Text under study

*****

Ghost guns are do-it-yourself, homemade guns with parts that can be purchased without a background check or a serial number –– and they have emerged as a weapon of choice for violent criminals, gun traffickers, dangerous extremists, and, generally, people legally prohibited from buying firearms. In a report last May, the Everytown Support Fund examined a sample of more than 100 federal prosecutions involving ghost guns, finding that ghost guns are easier to buy than ever before and are frequently possessed by those prohibited from owning firearms, tied to criminal activity, and used by white supremacists, convicted felons, and minors. A follow-up report issued in December found the online market for untraceable ghost guns has reached unprecedented levels during COVID-19, with dozens of these sellers reporting shipping delays due to “exceptionally high demand.” Despite these record-breaking sales, a recent analysis found that 19 companies that offer ghost gun components, or “80-percent” frames and receivers, received an aggregate of over $8 million in Paycheck Protection Program (PPP) funds.
Key moments in the effort to address the threat of ghost guns:
November 2017: A gunman using a ghost gun kills five people and wounds at least a dozen more in a mass shooting across multiple locations, including an elementary school, in Rancho Tehama, California.
September 2018: A gunman with a ghost gun shoots four people at the software company where he worked in Middleton, Wisconsin.
Throughout 2019: Law enforcement officials recover an estimated 10,000 ghost guns across the country, according to a recent ATF estimate.

*****

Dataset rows
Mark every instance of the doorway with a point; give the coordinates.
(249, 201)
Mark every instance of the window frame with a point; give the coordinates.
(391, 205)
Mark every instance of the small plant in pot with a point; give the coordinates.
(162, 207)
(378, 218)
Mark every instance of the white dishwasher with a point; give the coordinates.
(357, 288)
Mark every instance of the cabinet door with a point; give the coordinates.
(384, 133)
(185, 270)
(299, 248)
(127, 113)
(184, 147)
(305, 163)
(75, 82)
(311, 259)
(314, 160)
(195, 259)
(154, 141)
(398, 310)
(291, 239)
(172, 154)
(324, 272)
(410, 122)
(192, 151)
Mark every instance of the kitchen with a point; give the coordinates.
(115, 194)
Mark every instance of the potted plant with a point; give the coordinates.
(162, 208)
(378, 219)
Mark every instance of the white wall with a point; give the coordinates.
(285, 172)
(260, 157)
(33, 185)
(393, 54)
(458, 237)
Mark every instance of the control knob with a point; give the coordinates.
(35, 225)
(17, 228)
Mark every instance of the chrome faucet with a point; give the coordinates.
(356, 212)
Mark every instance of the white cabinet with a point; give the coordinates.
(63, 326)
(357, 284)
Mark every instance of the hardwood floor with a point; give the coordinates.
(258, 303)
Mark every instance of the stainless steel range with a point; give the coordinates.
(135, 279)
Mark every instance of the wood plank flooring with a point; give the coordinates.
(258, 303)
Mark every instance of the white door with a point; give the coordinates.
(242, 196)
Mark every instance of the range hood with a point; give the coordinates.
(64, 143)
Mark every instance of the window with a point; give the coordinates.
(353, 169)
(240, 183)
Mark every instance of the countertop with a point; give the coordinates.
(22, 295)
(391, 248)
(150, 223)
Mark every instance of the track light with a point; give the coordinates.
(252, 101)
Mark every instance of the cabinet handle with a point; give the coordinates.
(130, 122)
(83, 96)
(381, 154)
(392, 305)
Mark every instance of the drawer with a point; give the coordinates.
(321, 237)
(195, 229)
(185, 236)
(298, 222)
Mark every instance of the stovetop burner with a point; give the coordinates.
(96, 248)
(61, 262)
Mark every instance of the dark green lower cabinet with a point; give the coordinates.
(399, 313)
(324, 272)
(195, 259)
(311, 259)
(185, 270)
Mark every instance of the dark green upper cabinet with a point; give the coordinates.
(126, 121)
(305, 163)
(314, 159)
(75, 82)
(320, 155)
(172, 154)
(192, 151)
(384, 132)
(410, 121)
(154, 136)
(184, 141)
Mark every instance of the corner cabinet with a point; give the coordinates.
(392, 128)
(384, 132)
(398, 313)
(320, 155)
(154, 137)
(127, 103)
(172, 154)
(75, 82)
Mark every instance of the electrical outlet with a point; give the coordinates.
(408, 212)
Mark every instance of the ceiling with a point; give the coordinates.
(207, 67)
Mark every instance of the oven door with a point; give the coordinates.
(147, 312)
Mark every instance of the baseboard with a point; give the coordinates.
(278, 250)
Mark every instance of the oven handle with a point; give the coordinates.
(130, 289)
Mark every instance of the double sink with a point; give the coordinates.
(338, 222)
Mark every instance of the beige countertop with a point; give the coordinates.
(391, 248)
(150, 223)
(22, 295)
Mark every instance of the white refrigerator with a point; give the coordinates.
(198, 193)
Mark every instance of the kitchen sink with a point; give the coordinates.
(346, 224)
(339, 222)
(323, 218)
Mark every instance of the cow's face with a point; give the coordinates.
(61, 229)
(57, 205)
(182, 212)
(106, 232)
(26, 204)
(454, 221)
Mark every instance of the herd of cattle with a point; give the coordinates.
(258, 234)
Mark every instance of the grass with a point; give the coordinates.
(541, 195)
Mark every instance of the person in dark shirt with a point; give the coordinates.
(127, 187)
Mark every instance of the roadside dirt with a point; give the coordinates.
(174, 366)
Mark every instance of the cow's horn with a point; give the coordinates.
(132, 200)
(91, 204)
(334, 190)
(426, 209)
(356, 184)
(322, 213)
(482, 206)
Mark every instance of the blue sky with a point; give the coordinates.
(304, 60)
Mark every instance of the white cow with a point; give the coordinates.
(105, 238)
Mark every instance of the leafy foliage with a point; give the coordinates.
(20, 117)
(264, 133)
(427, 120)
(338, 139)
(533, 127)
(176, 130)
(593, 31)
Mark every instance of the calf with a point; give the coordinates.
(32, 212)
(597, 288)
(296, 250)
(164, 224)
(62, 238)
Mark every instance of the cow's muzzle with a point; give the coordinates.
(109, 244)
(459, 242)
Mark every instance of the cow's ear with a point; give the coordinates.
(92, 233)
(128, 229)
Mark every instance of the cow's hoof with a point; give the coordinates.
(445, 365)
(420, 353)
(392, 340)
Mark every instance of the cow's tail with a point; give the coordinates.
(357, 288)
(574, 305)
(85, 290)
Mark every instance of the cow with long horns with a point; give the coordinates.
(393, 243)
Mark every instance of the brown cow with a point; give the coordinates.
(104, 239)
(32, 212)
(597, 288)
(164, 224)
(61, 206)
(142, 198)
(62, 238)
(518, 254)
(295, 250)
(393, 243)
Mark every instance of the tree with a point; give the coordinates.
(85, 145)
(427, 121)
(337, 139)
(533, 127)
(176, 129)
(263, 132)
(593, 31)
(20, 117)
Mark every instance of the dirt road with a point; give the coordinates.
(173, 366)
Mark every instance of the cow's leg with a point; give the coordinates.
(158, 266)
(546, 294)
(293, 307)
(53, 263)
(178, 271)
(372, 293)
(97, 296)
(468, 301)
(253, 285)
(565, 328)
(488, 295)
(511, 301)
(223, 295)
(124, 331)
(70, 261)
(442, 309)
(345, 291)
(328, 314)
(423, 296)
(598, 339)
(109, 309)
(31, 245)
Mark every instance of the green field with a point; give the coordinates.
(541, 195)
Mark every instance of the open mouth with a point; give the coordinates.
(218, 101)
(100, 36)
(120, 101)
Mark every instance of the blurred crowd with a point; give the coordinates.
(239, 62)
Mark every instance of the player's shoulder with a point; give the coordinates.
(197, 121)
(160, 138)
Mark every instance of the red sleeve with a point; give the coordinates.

*****

Exercise instructions
Continue the piece on ghost guns from the point where it stops, adding further entries to its timeline.

Task response
November 2019: A student at Saugus High School in Santa Clarita, California kills two classmates and wounds three others in a shooting with a ghost gun.
December 2019: Everytown files petition for rulemaking, urging ATF to address the growing threat posed by ghost guns.
May-June 2020: “Boogaloo” movement members used a ghost gun to carry out premeditated attacks at the federal courthouse in Oakland and in Santa Cruz, CA, killing two law enforcement officers.
September 2020: A gunman with a ghost gun ambushes two Los Angeles sheriff’s deputies, seriously wounding both.
August 2020: Five cities — Syracuse, NY, San Jose, CA, Chicago, IL, and Columbia, SC — join with Everytown to sue ATF over its failure to act on the threat posed by ghost guns and to correct its misinterpretation of federal law. Everytown Law represents the cities in the ongoing suit, which seeks a court order compelling the ATF to take action.
December 2020: Wall Street Journal reports ATF has raided Polymer80, a gun-building kit manufacturer to whom ATF had previously given a green light to distribute its products, a decision challenged in the August 2020 lawsuit.
December 2020: As part of a roadmap outlining ways the Biden-Harris administration can protect the public from gun violence, Everytown urges the administration to act on threat of ghost guns.
February 2021: Los Angeles City Attorney Mike Feuer sues Polymer80, noting that over 700 of the ghost guns LAPD recovered in 2020 were made from Polymer80 parts. Everytown Law is co-counsel in the suit.
April 2021: President Biden, joined by Vice President Harris and Attorney General Garland, announces a series of executive actions to reduce gun violence in the Rose Garden, including calling for a new rule on ghost guns.
May 2021: ATF announces a proposed rulemaking that would make significant strides in ending the proliferation of ghost guns by regulating their core building blocks — ensuring they are traceable and that licensed dealers conduct a background check before their sale.